Entries provided
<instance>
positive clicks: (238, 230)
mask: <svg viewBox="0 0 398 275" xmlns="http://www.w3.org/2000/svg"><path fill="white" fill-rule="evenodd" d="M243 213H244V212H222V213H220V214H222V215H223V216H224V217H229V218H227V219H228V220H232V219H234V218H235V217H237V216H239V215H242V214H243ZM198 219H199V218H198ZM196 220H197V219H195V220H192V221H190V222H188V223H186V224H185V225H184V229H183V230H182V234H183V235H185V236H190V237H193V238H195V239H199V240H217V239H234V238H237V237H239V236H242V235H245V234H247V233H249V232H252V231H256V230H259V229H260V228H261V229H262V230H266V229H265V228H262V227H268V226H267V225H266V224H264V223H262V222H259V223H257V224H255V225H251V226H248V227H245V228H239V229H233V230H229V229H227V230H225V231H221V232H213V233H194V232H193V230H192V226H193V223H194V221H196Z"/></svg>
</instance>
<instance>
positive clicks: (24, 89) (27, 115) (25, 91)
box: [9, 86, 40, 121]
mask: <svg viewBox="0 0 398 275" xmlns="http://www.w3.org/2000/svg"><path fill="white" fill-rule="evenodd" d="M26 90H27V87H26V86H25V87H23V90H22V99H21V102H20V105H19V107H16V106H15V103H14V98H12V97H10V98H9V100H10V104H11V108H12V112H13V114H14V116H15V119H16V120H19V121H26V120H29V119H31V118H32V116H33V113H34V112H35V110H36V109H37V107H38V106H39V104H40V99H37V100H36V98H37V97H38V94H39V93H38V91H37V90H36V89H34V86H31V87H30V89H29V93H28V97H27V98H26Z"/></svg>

What the exercise asks
Could you copy out all the material word for word?

Written answer
<instance>
positive clicks: (238, 230)
mask: <svg viewBox="0 0 398 275" xmlns="http://www.w3.org/2000/svg"><path fill="white" fill-rule="evenodd" d="M243 213H244V212H222V213H220V214H222V215H223V216H224V217H229V218H227V219H228V220H232V219H234V218H235V217H237V216H239V215H242V214H243ZM198 219H199V218H198ZM196 220H197V219H195V220H192V221H190V222H188V223H186V224H185V225H184V229H183V230H182V234H183V235H185V236H190V237H193V238H195V239H199V240H217V239H234V238H237V237H239V236H242V235H245V234H247V233H249V232H252V231H256V230H259V229H260V228H261V229H262V230H266V229H265V228H262V227H268V226H267V225H266V224H264V223H262V222H259V223H257V224H255V225H251V226H248V227H245V228H239V229H233V230H229V229H227V230H225V231H221V232H213V233H194V232H193V230H192V226H193V223H194V221H196Z"/></svg>
</instance>
<instance>
positive clicks: (24, 89) (27, 115) (25, 91)
box: [9, 86, 40, 121]
mask: <svg viewBox="0 0 398 275" xmlns="http://www.w3.org/2000/svg"><path fill="white" fill-rule="evenodd" d="M26 90H27V87H26V86H25V87H23V90H22V99H21V102H20V105H19V107H16V106H15V103H14V98H12V97H10V98H9V100H10V104H11V108H12V112H13V114H14V116H15V119H16V120H19V121H26V120H29V119H31V118H32V116H33V113H34V112H35V110H36V109H37V107H38V106H39V104H40V99H37V100H36V98H37V97H38V94H39V93H38V91H37V90H36V89H34V86H31V87H30V89H29V93H28V97H27V98H26Z"/></svg>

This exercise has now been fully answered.